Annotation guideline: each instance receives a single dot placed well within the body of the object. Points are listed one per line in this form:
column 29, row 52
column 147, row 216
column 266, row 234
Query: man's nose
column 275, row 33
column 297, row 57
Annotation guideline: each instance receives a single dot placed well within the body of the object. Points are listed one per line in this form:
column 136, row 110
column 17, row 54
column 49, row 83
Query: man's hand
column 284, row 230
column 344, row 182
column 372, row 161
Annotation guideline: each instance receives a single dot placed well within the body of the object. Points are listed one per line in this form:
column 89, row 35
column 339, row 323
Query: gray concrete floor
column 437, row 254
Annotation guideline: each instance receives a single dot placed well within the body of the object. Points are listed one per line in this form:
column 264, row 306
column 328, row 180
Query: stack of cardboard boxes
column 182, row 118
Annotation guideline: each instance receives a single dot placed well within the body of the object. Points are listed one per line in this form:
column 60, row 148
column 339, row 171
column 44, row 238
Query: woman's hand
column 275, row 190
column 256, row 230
-- -- --
Set down exactly the lines that begin with the one containing "column 49, row 83" and end with the last line above, and no others.

column 49, row 83
Query: man's hand
column 284, row 230
column 344, row 182
column 372, row 161
Annotation guideline: each instance receives a single dot placed well within the body of the object. Points are listed one per line in this form:
column 89, row 35
column 339, row 323
Query: gray concrete floor
column 437, row 254
Annotation guideline: each instance receives a single dot placed well within the body of the object. Points are listed one per line in this form:
column 264, row 306
column 328, row 180
Query: stack of cardboard boxes
column 182, row 118
Annotation guideline: each instance receives a single dot placed well within the body of the object. Points are listed one per line in this form:
column 60, row 148
column 339, row 171
column 44, row 238
Query: woman's hand
column 275, row 190
column 256, row 230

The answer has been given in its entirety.